- [Job]:
Copy every row below in full, requests included, and offset each coordinate in the answers by adding 65 to it.

# # #

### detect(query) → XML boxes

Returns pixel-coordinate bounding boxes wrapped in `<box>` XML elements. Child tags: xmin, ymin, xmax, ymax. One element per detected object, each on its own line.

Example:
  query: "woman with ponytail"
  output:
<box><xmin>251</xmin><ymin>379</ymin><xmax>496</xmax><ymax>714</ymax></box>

# # #

- [Complete answer]:
### detect(query) → XML boxes

Returns pixel-coordinate bounding boxes wrapped in `<box>` XML elements. Child tags: xmin, ymin, xmax, ymax. One element per detected object, each on its own line.

Example:
  query: "woman with ponytail"
  output:
<box><xmin>316</xmin><ymin>444</ymin><xmax>561</xmax><ymax>779</ymax></box>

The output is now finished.